I haven’t written in awhile. Of course, I have been averaging a post a month, and like most months, I’ve actually had quite a few things to write about. Somehow though, it has been different over the past few weeks. I’ve had time to sit down and write, but just haven’t felt like it. Or perhaps it is that by writing about it, it becomes more real.
By “it”, I mean finally resigning from my job at the Yahweh Center. For those that know me well, you are likely to understand what a big deal this is for me. Will and I have been praying since Eila was born about me quitting my job and staying at home with Eila (and any other ones to come along) for the first few years. In May 2008, we were already pretty sure that that was what I should do, but we also felt that the time wasn’t right yet and I really wanted to finish up with the children on my therapy caseload naturally rather than having to switch them to a new therapist (by naturally, I mean serving as their therapist until they left the Yahweh Center). Despite our feeling that we should plan to live on one income at some point in the near future, we continued to pray about that decision over the next year and a half. I did, however, return on a part-time basis rather than a full-time one after Eila was born, so that has allowed for a gradual transition as well.

+++

## WHAT YOU SHOULD DO
Reproduce the passage from the post about leaving the Yahweh Center job, beginning with the words "I haven’t written" and stopping after the words "becomes more real.".

## ENTRIES SHOWN
+++

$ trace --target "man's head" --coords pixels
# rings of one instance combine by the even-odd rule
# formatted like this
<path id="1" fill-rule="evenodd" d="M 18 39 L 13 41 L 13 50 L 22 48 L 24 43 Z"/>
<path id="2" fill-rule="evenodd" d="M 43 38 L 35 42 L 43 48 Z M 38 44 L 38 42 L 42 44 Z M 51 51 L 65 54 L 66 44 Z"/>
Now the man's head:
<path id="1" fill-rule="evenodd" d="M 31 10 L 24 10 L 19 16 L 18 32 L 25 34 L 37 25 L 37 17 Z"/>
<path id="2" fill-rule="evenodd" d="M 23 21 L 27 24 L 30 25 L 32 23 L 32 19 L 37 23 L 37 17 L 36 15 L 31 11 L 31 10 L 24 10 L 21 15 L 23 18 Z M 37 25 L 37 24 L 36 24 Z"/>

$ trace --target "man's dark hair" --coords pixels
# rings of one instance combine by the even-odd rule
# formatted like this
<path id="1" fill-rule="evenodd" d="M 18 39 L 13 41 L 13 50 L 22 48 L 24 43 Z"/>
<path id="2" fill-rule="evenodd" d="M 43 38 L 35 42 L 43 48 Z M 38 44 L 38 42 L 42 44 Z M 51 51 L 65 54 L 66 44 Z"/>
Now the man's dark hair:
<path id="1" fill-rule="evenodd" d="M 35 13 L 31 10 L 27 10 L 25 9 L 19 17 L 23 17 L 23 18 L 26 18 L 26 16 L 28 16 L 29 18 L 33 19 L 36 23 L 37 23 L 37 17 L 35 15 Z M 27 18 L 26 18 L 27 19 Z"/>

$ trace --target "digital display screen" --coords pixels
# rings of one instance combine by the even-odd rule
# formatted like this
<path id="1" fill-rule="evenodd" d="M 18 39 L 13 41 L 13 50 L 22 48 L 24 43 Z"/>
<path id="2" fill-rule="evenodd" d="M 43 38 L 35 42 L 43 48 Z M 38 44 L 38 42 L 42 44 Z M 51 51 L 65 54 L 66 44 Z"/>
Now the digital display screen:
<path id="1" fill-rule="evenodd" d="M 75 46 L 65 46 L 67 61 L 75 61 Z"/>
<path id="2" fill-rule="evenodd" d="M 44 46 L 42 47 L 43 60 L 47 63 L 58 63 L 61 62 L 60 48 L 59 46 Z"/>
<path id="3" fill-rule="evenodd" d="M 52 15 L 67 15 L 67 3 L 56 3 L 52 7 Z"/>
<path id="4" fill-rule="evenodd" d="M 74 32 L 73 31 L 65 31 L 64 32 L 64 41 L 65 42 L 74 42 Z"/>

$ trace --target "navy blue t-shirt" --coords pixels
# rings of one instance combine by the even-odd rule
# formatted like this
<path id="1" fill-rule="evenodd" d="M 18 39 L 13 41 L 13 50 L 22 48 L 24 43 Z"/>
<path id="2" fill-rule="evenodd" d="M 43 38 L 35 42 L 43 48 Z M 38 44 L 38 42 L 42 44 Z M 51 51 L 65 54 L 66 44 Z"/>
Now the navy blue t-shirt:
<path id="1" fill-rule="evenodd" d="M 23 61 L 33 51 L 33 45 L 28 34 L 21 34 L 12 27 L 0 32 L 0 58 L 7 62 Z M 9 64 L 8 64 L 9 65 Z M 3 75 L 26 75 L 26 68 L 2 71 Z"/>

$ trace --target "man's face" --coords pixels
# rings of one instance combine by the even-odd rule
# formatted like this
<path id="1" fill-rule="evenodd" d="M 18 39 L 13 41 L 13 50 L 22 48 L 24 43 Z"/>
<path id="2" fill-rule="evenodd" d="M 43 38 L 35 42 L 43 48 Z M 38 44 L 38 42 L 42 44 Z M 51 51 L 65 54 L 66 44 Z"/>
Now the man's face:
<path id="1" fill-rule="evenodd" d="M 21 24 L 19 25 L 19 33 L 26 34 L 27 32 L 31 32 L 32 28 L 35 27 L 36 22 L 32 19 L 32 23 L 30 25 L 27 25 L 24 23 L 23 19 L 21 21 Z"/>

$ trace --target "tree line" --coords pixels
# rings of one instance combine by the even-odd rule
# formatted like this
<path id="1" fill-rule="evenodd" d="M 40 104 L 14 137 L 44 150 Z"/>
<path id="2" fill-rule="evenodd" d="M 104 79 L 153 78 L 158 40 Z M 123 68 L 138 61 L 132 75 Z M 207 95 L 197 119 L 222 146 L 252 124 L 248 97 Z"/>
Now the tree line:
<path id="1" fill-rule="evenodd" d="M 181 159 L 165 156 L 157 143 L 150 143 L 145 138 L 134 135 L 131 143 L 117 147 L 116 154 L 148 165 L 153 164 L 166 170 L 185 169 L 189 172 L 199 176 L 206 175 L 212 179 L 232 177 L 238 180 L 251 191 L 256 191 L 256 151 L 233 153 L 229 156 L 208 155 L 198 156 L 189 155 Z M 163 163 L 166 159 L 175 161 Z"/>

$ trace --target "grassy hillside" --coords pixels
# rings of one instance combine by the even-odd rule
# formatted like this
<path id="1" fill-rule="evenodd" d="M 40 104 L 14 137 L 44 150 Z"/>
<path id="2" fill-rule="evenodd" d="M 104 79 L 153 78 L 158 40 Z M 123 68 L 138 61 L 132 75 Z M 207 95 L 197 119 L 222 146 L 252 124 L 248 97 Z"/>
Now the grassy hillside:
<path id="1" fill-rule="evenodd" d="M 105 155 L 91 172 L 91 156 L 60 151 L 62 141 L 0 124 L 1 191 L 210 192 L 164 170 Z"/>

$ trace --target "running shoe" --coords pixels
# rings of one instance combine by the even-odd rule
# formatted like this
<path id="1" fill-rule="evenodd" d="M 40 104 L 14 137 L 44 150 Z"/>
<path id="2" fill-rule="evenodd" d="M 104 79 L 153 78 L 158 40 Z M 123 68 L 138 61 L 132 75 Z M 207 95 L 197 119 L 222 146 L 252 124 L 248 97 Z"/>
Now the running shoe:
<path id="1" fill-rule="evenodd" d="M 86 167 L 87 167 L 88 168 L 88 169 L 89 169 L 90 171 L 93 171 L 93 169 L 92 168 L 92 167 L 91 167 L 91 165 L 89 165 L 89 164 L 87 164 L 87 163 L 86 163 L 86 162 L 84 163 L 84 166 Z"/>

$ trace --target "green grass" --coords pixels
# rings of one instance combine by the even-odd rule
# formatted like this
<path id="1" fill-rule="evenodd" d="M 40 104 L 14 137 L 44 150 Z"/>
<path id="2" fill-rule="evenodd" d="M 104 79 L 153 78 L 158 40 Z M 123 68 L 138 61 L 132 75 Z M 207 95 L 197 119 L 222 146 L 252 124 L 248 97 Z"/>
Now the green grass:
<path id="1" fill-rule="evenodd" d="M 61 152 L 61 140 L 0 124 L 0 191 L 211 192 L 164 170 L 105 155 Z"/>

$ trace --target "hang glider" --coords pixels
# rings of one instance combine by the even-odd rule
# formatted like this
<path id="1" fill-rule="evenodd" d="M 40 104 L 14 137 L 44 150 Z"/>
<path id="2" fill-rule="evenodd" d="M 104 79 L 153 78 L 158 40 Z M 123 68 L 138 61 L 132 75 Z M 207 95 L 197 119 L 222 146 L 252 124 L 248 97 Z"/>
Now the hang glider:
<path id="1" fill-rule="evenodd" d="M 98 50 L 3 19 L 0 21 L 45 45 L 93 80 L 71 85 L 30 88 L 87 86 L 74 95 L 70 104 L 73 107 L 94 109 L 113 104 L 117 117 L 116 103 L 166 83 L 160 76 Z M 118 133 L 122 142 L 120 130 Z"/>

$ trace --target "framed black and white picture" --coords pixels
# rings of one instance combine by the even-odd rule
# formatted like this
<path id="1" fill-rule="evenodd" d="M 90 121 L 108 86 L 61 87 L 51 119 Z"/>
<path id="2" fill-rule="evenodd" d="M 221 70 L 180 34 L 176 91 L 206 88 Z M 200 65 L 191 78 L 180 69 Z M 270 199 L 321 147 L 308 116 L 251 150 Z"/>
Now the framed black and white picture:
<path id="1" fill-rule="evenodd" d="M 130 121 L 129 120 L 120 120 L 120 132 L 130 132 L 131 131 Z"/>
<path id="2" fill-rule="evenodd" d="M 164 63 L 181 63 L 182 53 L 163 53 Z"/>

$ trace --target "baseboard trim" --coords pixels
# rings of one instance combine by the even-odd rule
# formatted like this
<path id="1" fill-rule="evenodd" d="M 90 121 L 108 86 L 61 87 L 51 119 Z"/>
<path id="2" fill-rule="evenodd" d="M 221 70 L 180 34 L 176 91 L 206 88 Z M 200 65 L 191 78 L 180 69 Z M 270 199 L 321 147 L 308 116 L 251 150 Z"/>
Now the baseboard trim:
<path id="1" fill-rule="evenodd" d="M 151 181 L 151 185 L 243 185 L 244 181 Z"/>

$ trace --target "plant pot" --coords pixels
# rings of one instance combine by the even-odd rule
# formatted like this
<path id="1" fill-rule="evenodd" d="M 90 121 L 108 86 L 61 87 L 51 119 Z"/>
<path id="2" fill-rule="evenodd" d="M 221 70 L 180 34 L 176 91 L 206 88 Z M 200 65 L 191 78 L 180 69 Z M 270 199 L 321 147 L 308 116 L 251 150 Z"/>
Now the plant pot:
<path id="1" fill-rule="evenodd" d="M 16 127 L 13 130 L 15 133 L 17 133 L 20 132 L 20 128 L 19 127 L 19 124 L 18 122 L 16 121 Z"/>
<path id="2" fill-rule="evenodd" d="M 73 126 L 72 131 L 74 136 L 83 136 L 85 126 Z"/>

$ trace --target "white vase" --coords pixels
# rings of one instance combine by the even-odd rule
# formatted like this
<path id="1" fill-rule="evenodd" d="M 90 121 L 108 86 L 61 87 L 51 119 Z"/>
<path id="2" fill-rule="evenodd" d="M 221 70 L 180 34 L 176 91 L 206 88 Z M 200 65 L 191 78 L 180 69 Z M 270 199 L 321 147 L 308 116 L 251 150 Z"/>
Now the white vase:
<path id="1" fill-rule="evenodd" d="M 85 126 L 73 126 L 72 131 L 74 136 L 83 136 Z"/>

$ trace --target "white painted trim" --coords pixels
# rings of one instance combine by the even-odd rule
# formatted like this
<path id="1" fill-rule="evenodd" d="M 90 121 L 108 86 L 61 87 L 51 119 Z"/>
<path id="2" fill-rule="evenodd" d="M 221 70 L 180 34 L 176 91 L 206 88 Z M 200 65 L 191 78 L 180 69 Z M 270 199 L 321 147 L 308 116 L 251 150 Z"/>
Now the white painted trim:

+++

## EXPECTED ANSWER
I haven’t written in awhile. Of course, I have been averaging a post a month, and like most months, I’ve actually had quite a few things to write about. Somehow though, it has been different over the past few weeks. I’ve had time to sit down and write, but just haven’t felt like it. Or perhaps it is that by writing about it, it becomes more real.